___ FRAGMENTO DEL TEXTO ___

Me acuesto pensando: “voy a dormir hasta el fin del mundo”. Mi plan fracasa de manera rotunda y algo: un sueño, un ruido, qué sé yo, me despierta a las 4 y media de la mañana.
¿Qué por qué sé la hora? Porque no me aguanto las ganas de mirar el celular, aunque siempre tengo presente un artículo que leí una vez, que decía que cuando eso ocurre lo mejor es dar media vuelta, cerrar los ojos, intentar quedarse dormido de nuevo, y no pensar o ponerse a hacer cálculos de cuántas horas de descanso quedan, para no espantar el sueño.
De hecho fue lo primero que hice, pero el sueño se largó de la habitación, y ahora la cubría un pesado manto de vigilia. Pasados unos minutos, después de llegar a esa conclusión, fue que tomé el celular para mirar la hora.
Me puse las gafas tomé una de las almohadas que siempre tiro al piso y faroleé un rato por las redes sociales, hasta que me dije: “mi mismo, tratemos de dormir”. Así que me acomodé de nuevo, pero algo me decía que no iba a poder quedarme dormido de nuevo.

___ CONTENIDO DEL LISTADO ___

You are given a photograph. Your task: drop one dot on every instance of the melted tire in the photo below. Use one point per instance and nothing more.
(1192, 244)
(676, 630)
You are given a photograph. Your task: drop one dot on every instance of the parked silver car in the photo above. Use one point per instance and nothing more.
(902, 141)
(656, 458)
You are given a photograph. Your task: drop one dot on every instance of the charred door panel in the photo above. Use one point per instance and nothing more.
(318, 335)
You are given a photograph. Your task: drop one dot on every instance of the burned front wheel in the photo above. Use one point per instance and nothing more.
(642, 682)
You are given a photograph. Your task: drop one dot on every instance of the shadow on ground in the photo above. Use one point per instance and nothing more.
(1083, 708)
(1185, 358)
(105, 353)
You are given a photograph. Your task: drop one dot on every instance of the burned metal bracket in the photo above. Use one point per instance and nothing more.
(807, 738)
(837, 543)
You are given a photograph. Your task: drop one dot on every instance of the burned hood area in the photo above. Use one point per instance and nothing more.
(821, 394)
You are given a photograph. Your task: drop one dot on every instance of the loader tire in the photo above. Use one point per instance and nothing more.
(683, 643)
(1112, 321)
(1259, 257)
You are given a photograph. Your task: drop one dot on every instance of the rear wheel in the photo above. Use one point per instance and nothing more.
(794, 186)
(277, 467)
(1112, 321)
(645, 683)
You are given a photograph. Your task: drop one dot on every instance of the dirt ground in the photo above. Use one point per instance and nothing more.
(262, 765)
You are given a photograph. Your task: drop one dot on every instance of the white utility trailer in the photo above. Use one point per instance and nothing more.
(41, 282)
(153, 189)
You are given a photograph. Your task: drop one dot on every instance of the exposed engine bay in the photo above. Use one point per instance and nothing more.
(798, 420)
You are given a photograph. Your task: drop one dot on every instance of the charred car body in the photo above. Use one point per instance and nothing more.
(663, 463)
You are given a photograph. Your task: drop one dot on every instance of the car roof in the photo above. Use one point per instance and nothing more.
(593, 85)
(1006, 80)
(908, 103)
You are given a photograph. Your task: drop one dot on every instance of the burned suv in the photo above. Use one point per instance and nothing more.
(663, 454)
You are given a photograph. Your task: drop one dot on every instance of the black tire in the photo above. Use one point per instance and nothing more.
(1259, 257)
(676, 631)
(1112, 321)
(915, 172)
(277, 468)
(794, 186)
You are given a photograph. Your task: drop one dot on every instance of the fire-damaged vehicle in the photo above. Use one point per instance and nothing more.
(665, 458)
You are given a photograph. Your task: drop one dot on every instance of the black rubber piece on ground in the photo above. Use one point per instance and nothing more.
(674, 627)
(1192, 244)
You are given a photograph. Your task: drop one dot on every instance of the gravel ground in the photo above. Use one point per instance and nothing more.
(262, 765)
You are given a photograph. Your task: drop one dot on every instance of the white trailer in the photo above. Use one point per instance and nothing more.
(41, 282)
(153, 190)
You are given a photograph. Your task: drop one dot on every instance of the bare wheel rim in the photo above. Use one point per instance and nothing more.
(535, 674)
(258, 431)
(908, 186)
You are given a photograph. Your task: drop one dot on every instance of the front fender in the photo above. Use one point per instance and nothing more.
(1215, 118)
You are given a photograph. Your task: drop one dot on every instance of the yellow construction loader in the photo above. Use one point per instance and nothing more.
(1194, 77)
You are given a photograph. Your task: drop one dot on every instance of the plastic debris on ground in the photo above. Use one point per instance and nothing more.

___

## EJERCICIO
Copia literalmente el texto sobre el desvelo entre "De hecho fue" y "dormido de nuevo.", ambos incluidos. El listado es un material independiente del texto sobre el desvelo.

## RESPUESTA
De hecho fue lo primero que hice, pero el sueño se largó de la habitación, y ahora la cubría un pesado manto de vigilia. Pasados unos minutos, después de llegar a esa conclusión, fue que tomé el celular para mirar la hora.
Me puse las gafas tomé una de las almohadas que siempre tiro al piso y faroleé un rato por las redes sociales, hasta que me dije: “mi mismo, tratemos de dormir”. Así que me acomodé de nuevo, pero algo me decía que no iba a poder quedarme dormido de nuevo.